* YOUR GOAL
Reproduce, word for word, every line starting at the line that contains "chimney and report the pixel coordinates." and ending with the final line of the entries.

====== MATERIAL PROVIDED

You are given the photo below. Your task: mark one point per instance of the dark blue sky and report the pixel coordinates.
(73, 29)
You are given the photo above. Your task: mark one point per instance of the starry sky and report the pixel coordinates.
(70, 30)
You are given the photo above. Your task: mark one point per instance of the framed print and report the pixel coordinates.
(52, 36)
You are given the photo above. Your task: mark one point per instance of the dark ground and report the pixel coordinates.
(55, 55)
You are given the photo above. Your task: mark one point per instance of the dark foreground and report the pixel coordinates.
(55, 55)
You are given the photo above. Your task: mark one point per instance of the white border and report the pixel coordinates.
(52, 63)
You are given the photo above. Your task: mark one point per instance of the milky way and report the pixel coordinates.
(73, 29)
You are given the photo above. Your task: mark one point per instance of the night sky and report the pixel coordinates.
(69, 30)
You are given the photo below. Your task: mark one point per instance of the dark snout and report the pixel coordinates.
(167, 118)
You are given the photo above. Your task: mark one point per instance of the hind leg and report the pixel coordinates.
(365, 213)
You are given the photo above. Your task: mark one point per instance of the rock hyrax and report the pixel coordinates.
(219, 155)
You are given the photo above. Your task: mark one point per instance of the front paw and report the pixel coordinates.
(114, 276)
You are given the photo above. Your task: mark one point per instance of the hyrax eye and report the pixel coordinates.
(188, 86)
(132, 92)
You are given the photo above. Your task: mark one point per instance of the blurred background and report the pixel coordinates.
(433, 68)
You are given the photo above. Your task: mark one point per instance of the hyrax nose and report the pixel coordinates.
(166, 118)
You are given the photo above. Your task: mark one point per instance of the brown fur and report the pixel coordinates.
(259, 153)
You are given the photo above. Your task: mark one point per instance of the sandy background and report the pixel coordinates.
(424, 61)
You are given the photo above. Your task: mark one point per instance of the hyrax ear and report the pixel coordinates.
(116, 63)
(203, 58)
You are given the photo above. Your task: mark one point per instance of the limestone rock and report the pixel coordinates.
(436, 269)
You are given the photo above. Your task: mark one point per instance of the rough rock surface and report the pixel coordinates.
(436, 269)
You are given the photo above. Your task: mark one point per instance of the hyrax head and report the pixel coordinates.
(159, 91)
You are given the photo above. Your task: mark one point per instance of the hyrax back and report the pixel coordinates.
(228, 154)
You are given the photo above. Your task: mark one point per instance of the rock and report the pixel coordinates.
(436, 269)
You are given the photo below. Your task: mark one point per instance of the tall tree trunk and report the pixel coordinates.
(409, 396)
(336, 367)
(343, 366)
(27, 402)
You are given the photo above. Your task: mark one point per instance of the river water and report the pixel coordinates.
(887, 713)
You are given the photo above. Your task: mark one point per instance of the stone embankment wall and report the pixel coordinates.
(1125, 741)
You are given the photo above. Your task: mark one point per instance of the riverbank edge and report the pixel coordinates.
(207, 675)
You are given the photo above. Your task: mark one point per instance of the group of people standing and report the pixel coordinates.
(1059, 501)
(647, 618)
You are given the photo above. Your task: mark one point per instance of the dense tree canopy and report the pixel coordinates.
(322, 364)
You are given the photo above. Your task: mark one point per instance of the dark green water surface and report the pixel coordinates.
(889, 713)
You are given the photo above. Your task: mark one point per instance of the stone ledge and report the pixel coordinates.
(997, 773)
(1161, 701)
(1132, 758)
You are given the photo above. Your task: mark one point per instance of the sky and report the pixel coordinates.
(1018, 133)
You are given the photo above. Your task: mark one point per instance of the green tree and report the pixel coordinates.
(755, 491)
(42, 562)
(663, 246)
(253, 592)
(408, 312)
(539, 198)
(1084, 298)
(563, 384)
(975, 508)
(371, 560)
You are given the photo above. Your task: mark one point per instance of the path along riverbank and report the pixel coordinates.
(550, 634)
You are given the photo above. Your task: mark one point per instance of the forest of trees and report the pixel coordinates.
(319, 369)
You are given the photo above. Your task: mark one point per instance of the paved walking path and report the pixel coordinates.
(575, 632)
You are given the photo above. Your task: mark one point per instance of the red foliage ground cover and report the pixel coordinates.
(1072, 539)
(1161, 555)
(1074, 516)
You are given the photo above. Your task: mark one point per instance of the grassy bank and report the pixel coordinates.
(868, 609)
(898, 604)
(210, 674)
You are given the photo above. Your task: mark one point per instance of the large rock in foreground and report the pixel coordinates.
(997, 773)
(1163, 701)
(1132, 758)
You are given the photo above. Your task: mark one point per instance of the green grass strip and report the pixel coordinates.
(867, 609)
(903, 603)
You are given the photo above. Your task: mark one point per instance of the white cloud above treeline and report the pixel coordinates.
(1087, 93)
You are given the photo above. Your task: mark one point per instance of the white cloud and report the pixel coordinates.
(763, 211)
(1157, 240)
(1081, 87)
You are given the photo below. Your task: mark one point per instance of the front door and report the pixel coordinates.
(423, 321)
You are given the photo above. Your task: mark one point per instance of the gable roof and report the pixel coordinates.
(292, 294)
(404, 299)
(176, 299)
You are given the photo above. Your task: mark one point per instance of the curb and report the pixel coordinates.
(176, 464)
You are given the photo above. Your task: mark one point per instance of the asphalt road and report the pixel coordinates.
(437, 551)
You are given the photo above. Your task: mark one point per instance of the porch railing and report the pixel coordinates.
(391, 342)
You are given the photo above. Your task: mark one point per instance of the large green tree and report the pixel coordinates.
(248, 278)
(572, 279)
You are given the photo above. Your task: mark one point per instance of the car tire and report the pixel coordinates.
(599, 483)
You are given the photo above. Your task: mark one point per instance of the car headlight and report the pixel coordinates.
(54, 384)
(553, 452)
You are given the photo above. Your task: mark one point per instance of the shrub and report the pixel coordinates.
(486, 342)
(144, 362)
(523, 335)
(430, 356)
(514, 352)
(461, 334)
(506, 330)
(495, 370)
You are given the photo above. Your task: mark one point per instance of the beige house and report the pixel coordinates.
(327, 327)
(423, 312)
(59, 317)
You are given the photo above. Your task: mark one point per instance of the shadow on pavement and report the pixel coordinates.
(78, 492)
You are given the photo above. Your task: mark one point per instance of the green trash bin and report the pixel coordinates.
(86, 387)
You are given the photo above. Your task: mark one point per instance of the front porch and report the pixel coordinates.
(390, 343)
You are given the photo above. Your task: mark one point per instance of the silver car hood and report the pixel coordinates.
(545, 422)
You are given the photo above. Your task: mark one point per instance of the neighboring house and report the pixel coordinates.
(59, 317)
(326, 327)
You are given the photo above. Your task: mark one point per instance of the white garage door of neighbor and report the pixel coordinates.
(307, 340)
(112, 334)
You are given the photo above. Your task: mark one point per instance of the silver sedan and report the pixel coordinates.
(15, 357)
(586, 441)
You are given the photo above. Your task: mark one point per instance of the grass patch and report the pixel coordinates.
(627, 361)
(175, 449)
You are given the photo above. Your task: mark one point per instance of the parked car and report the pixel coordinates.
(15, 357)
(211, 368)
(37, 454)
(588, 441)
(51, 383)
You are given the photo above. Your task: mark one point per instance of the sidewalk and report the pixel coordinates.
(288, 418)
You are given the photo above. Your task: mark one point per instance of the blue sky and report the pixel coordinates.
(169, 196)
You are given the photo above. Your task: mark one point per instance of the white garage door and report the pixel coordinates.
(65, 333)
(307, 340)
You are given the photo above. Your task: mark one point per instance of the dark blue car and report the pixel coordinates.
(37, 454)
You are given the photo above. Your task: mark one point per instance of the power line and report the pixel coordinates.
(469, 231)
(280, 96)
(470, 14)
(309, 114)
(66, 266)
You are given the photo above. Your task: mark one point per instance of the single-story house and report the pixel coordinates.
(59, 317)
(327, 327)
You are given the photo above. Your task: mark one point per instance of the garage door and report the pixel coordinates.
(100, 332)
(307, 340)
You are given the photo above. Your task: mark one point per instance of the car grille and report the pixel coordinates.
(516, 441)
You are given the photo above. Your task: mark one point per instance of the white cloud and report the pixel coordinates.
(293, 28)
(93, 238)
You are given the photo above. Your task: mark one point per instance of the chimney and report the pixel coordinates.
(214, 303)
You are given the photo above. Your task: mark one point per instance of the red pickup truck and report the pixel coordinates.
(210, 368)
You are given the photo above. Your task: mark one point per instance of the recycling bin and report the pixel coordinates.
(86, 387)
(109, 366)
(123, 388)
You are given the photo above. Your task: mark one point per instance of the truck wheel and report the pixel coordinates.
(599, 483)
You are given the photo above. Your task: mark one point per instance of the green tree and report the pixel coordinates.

============

* TASK ANSWER
You are given the photo above. Your task: mark one point per instance of the chimney and report the pixel coordinates.
(214, 303)
You are given the photo above. Your task: mark one point per instance of the red pickup truck and report the pixel coordinates.
(210, 368)
You are given the photo above. Your task: mark one point per instance of the recycling bin and report the pixel coordinates.
(86, 387)
(109, 366)
(123, 388)
You are given the photo above. Your task: mark one point per instance of the truck wheel and report the pixel coordinates.
(599, 483)
You are given the photo above. Your task: mark one point per instance of the green tree and report the pixel coordinates.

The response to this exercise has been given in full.